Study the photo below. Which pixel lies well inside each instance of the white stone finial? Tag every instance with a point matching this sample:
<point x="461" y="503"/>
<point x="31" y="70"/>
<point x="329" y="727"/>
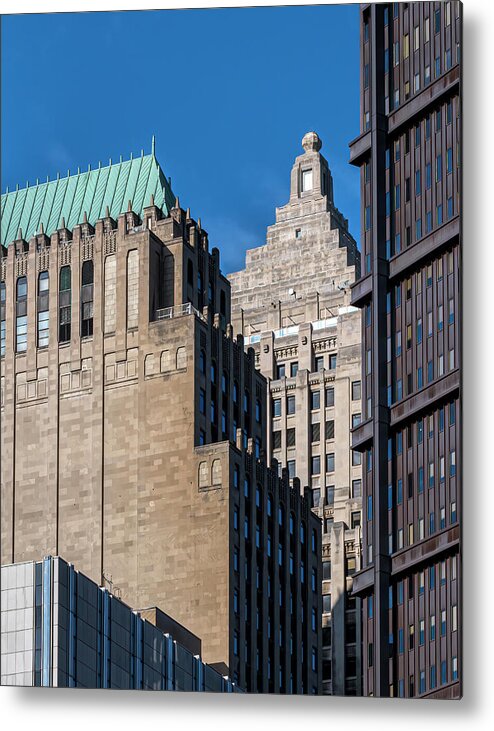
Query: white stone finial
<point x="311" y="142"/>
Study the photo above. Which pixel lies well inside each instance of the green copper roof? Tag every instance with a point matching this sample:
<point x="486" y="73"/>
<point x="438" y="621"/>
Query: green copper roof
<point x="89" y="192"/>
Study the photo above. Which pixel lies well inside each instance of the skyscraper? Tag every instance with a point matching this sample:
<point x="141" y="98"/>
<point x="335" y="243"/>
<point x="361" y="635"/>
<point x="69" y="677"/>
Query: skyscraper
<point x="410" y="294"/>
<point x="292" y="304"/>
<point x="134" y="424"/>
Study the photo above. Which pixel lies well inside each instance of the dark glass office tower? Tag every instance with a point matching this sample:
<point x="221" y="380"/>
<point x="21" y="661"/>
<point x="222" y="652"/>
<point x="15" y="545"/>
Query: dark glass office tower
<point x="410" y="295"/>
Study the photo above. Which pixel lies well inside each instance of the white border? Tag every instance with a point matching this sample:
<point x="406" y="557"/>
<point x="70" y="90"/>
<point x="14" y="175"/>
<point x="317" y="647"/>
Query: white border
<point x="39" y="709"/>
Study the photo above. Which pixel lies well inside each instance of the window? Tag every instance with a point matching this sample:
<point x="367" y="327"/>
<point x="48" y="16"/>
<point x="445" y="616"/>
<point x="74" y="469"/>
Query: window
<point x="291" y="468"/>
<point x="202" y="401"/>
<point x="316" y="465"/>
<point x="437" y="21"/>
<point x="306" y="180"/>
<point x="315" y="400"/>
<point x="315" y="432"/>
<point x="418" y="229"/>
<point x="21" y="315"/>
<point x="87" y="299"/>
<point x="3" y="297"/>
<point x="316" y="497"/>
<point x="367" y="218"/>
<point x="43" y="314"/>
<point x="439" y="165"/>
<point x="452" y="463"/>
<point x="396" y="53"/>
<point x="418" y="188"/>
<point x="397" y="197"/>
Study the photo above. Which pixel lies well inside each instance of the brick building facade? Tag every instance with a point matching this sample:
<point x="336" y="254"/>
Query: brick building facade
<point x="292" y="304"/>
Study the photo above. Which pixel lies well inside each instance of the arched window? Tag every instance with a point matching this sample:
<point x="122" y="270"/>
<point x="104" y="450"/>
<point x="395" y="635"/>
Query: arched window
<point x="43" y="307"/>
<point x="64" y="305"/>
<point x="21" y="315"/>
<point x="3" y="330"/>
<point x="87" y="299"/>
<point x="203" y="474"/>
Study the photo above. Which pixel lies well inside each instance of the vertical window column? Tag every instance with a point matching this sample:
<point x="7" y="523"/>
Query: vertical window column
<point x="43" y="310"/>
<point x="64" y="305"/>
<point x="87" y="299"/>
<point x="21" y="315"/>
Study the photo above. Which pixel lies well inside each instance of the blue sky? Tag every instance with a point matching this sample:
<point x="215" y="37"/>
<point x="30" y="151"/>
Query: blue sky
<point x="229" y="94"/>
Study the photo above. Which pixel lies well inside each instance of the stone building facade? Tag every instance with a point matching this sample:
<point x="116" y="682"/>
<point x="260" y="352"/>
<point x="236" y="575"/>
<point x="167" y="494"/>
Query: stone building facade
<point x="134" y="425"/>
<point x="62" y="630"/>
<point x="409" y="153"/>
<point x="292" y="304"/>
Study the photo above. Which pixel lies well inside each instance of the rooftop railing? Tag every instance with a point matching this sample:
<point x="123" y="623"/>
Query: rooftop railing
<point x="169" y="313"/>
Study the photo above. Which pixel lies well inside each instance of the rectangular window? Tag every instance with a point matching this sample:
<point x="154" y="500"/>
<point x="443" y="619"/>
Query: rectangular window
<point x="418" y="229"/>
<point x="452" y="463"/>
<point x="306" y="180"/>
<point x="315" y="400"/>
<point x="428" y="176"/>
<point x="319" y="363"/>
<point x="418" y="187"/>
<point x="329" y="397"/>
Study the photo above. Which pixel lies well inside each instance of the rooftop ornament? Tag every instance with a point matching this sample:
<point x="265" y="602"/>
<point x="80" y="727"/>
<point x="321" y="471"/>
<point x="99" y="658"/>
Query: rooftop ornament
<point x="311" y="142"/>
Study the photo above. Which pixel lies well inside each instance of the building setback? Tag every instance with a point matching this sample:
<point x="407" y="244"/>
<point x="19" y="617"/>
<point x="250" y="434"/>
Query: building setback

_ _ _

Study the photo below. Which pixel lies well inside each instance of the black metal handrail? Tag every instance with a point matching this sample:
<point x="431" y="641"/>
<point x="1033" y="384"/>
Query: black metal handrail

_ _ _

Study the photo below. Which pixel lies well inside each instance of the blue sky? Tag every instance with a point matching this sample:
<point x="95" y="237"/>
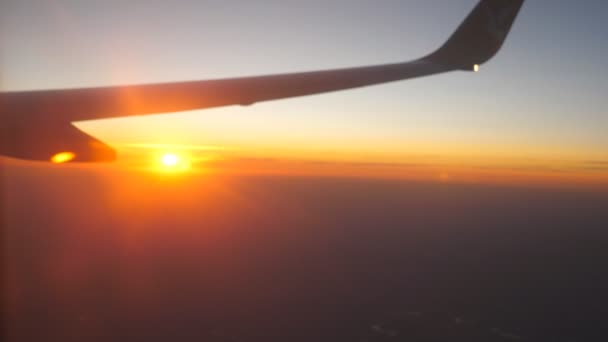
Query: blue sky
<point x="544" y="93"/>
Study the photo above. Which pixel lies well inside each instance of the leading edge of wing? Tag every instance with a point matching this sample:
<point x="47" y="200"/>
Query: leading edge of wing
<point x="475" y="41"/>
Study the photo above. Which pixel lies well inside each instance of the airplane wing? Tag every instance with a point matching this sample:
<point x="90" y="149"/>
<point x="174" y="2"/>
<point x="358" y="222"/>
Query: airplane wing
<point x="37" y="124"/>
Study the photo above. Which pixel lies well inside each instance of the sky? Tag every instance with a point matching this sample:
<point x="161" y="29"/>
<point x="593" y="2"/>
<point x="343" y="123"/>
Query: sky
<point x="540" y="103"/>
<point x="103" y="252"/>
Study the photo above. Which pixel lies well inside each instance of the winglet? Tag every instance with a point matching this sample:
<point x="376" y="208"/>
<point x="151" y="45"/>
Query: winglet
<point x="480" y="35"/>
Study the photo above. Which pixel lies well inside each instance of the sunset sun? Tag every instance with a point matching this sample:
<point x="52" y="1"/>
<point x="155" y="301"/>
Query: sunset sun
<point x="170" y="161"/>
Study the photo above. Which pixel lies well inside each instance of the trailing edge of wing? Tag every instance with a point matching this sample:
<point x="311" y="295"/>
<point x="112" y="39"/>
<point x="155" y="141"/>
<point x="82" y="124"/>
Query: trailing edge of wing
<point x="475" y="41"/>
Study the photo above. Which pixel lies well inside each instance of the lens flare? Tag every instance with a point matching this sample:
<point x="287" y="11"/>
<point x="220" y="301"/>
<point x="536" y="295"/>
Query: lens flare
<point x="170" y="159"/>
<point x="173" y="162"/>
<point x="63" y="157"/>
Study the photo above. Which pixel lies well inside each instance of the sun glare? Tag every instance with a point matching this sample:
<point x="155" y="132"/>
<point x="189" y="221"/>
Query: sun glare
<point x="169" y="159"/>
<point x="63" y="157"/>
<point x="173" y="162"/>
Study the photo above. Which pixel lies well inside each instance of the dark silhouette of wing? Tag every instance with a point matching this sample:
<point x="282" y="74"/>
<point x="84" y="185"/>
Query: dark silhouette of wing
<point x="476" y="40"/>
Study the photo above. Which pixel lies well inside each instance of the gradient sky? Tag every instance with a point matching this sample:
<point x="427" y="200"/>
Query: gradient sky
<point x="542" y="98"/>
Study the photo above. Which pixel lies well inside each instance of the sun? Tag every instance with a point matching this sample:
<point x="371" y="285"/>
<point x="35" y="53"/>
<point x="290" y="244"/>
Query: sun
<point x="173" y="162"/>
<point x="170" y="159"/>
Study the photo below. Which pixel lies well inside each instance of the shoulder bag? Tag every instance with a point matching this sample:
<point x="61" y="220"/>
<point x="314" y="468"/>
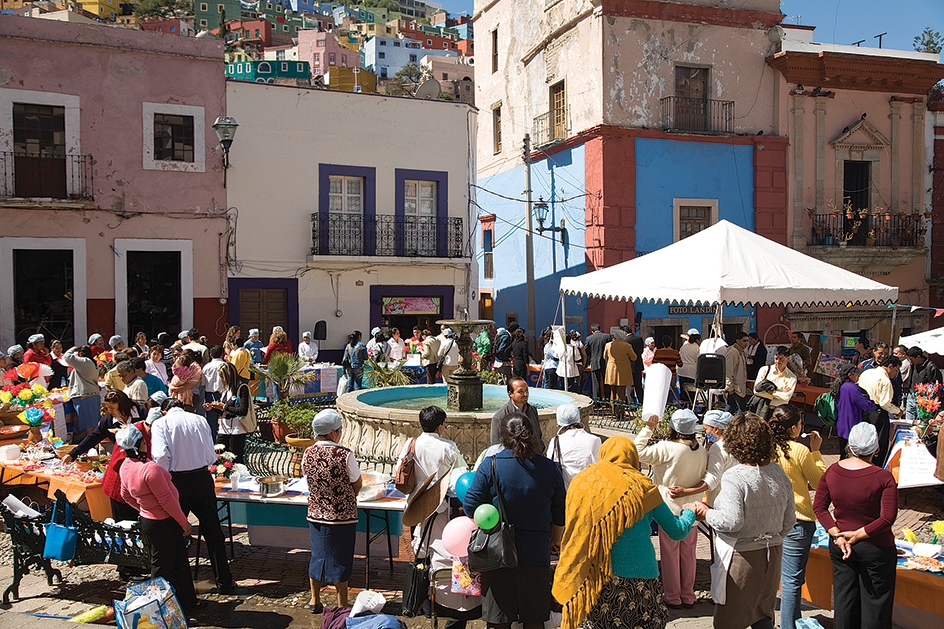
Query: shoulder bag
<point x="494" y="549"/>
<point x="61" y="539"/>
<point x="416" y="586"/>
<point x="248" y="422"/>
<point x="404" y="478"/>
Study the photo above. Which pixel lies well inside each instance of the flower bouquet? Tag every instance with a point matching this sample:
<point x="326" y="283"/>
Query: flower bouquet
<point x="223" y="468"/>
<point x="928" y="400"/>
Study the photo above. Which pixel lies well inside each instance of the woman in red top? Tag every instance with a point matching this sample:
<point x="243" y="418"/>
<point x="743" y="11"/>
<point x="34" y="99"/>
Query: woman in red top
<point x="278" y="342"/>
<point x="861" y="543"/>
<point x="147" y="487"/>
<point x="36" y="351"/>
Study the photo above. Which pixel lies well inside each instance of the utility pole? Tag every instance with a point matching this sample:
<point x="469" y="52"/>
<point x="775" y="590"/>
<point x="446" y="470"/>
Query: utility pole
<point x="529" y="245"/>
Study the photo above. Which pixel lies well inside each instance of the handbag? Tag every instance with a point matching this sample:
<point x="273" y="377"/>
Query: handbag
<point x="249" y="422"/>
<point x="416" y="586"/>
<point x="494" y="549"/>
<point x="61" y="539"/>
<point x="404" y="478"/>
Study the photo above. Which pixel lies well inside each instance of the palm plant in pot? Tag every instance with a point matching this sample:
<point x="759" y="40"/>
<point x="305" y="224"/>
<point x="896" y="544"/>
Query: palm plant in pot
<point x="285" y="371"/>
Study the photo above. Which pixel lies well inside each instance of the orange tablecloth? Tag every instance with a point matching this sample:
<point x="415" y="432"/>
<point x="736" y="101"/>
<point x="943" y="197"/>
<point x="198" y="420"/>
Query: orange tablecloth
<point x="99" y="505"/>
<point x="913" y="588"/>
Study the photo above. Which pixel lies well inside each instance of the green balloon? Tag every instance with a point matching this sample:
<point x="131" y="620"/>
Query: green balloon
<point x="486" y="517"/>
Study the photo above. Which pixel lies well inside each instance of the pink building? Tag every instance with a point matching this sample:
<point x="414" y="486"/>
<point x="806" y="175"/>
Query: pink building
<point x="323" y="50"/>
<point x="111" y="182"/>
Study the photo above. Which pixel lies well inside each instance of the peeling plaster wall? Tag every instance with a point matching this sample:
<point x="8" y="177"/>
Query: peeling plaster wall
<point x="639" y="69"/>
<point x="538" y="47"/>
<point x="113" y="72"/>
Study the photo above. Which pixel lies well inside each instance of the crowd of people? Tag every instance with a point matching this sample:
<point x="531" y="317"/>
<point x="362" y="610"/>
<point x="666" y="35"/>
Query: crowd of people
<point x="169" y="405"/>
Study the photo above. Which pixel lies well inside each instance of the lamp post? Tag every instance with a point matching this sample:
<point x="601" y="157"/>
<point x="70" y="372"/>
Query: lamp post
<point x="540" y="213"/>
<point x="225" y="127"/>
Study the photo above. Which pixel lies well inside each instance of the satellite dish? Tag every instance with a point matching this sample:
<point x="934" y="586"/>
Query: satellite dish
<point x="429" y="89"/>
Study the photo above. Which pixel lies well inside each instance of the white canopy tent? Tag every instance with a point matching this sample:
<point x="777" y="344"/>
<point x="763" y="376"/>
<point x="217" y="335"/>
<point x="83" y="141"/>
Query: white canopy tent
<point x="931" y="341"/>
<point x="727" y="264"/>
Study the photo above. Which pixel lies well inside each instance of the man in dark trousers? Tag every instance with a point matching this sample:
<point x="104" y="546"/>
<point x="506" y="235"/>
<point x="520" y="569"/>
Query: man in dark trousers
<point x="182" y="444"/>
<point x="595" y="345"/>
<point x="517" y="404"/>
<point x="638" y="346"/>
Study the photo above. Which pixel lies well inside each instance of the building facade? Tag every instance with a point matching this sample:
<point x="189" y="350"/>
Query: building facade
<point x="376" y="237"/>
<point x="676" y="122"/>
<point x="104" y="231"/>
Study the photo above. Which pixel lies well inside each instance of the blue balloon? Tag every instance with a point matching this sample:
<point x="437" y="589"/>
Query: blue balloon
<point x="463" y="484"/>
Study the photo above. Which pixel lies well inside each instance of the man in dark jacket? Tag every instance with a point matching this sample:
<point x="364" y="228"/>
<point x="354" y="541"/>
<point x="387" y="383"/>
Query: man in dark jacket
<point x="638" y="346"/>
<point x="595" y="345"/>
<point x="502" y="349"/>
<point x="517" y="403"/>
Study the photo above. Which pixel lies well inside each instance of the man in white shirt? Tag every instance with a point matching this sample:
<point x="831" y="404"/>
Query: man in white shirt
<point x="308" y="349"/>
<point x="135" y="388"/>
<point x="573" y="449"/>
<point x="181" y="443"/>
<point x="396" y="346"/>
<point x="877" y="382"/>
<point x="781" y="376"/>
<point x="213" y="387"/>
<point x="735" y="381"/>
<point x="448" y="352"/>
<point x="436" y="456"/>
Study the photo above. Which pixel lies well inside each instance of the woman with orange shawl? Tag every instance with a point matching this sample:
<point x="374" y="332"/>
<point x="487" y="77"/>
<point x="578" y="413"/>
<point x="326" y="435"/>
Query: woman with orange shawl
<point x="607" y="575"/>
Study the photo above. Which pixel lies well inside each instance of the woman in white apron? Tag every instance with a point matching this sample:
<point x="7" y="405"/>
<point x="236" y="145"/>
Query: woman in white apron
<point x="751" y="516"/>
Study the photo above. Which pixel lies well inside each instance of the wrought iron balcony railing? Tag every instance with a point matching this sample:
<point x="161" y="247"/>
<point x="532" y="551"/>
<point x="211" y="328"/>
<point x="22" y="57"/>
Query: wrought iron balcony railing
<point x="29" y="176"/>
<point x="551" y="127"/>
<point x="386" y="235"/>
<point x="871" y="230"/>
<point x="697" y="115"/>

_ _ _

### EXERCISE REQUIREMENTS
Identify every line in the items above that holds the word "lens", and copy each such line in full.

### OUTPUT FOR THIS EXERCISE
Study the photo above. Which pixel lies well inside each instance of the lens flare? Tag every instance with a point matching this sample:
Query: lens flare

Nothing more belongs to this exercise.